[Exercise aim] In the records below, find the line containing "68L176 65L158 77L166"; copy exactly that line and all lines after it to the end, and nothing else.

[Material provided]
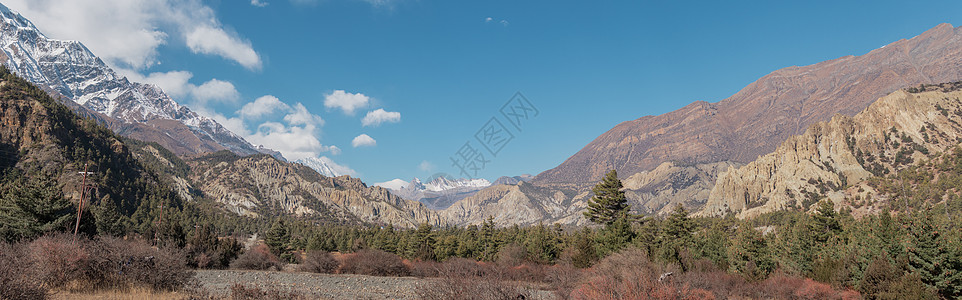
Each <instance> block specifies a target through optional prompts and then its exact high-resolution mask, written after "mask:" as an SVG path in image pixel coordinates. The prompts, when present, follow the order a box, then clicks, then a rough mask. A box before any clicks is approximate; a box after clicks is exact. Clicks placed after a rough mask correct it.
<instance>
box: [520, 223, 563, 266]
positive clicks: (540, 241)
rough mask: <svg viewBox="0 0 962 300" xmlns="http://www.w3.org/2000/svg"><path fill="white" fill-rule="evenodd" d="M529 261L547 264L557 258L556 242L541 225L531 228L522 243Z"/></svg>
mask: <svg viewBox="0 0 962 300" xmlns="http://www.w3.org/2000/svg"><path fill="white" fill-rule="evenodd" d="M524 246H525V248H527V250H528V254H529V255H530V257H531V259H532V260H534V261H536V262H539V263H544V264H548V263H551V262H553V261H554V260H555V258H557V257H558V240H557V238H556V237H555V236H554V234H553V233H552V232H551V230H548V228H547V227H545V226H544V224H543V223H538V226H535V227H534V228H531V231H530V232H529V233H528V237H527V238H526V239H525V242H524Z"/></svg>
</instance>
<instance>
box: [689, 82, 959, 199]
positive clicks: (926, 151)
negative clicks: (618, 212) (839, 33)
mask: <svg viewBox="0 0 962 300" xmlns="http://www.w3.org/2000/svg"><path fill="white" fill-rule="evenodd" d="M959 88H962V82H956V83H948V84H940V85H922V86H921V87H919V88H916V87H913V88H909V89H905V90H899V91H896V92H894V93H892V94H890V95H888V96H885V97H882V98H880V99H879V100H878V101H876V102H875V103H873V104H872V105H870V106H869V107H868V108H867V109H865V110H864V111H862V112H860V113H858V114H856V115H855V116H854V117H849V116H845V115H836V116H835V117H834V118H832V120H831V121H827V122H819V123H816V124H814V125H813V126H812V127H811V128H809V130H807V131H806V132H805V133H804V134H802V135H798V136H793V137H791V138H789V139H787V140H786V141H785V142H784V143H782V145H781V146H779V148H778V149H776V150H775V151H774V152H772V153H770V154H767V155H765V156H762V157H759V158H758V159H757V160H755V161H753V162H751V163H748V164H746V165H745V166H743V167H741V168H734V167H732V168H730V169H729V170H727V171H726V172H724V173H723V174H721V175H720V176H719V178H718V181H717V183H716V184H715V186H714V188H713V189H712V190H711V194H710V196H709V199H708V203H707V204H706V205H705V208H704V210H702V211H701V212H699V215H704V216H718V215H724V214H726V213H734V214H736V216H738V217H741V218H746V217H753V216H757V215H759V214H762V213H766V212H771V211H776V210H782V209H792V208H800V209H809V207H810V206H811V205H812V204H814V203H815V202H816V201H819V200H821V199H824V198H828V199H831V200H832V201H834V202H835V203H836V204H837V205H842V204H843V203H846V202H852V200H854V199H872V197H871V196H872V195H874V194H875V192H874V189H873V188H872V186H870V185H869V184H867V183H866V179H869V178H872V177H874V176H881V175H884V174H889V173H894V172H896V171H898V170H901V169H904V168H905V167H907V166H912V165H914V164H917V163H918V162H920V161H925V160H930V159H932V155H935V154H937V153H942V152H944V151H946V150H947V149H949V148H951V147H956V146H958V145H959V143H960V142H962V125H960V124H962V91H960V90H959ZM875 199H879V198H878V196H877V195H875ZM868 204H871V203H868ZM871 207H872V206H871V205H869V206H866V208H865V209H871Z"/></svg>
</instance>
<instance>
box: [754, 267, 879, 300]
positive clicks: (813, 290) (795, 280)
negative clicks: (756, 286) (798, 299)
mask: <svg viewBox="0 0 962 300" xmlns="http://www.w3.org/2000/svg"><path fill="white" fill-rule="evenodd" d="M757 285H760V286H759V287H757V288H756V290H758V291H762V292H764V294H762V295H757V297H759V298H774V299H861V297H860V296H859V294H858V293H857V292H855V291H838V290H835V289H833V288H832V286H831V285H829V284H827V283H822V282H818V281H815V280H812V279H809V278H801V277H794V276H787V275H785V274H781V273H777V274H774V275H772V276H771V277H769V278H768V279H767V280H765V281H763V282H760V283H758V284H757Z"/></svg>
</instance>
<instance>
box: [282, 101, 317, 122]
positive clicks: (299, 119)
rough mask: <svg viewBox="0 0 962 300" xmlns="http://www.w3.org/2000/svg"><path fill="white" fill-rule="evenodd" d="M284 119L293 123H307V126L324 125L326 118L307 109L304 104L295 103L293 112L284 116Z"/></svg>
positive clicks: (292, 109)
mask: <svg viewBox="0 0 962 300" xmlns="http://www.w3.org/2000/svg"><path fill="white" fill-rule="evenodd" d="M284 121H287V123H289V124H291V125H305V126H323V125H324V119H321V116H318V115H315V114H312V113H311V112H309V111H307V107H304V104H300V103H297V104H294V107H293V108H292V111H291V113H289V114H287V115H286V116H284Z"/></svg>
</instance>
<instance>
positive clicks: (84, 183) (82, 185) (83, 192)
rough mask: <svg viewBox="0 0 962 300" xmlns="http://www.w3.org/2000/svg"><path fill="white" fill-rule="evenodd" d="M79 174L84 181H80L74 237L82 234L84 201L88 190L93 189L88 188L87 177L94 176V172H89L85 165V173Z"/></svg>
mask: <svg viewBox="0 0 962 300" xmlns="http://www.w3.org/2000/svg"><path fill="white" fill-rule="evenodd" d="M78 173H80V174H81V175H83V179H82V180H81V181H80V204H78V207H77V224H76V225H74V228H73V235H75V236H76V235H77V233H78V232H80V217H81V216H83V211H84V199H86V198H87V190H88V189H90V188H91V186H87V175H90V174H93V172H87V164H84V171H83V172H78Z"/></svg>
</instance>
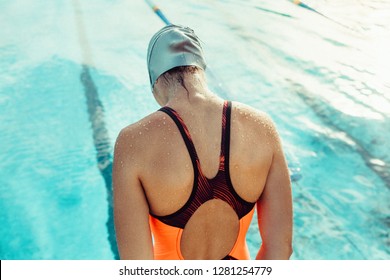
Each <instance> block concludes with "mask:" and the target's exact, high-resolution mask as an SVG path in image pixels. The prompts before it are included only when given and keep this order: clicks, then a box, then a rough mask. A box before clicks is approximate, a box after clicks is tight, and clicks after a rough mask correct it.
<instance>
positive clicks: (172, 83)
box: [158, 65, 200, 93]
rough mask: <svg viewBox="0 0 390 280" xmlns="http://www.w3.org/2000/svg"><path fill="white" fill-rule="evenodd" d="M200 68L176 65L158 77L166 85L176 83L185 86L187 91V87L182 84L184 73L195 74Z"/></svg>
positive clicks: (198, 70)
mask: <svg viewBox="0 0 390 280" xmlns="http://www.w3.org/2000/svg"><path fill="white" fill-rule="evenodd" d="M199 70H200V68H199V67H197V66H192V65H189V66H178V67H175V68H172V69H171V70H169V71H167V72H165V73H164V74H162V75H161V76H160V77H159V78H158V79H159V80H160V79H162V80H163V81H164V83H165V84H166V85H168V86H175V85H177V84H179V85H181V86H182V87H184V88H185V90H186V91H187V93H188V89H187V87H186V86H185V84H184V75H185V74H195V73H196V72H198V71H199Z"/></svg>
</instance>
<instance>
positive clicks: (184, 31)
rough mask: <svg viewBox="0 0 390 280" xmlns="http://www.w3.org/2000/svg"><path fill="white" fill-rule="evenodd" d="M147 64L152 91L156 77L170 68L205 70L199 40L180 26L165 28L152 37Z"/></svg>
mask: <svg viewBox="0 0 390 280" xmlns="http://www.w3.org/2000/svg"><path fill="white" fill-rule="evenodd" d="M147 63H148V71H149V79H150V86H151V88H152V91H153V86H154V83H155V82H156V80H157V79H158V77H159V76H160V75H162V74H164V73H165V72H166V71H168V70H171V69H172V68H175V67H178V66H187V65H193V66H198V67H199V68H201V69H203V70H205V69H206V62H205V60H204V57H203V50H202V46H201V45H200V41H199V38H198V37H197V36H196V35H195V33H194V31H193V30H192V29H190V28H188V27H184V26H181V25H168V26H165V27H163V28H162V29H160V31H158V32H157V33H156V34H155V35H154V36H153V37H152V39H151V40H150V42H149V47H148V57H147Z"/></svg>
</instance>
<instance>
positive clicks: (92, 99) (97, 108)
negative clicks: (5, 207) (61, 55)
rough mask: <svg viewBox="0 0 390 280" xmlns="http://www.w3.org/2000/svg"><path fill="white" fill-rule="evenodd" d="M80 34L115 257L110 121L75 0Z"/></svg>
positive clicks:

[Result of the exercise]
rough mask: <svg viewBox="0 0 390 280" xmlns="http://www.w3.org/2000/svg"><path fill="white" fill-rule="evenodd" d="M200 68L176 65L158 77L166 85L176 83L185 86L187 91V87L182 84L184 73L195 74Z"/></svg>
positive clicks: (198, 70)
mask: <svg viewBox="0 0 390 280" xmlns="http://www.w3.org/2000/svg"><path fill="white" fill-rule="evenodd" d="M199 70H200V68H199V67H197V66H192V65H189V66H178V67H175V68H172V69H171V70H169V71H167V72H165V73H164V74H162V75H161V76H160V77H159V78H158V79H159V80H160V79H162V80H163V81H164V83H165V84H166V85H168V86H175V85H177V84H179V85H181V86H182V87H184V88H185V90H186V91H187V93H188V89H187V87H186V86H185V84H184V75H185V74H195V73H196V72H198V71H199Z"/></svg>
</instance>
<instance>
positive clicks: (184, 31)
rough mask: <svg viewBox="0 0 390 280" xmlns="http://www.w3.org/2000/svg"><path fill="white" fill-rule="evenodd" d="M147 64L152 91L156 77L170 68L205 70L199 40L180 26L165 28L152 37Z"/></svg>
mask: <svg viewBox="0 0 390 280" xmlns="http://www.w3.org/2000/svg"><path fill="white" fill-rule="evenodd" d="M147 63H148V71H149V79H150V86H151V88H152V91H153V86H154V83H155V82H156V80H157V79H158V77H159V76H160V75H162V74H164V73H165V72H166V71H168V70H171V69H172V68H175V67H178V66H187V65H193V66H198V67H199V68H201V69H203V70H205V69H206V62H205V60H204V57H203V50H202V46H201V45H200V41H199V38H198V37H197V36H196V35H195V33H194V31H193V30H192V29H190V28H188V27H184V26H181V25H168V26H165V27H163V28H162V29H160V31H158V32H157V33H156V34H155V35H154V36H153V37H152V39H151V40H150V42H149V47H148V57H147Z"/></svg>
</instance>
<instance>
positive clicks: (92, 99) (97, 108)
negative clicks: (5, 207) (61, 55)
rough mask: <svg viewBox="0 0 390 280" xmlns="http://www.w3.org/2000/svg"><path fill="white" fill-rule="evenodd" d="M80 34L115 257L110 121L75 0Z"/></svg>
positive clicks:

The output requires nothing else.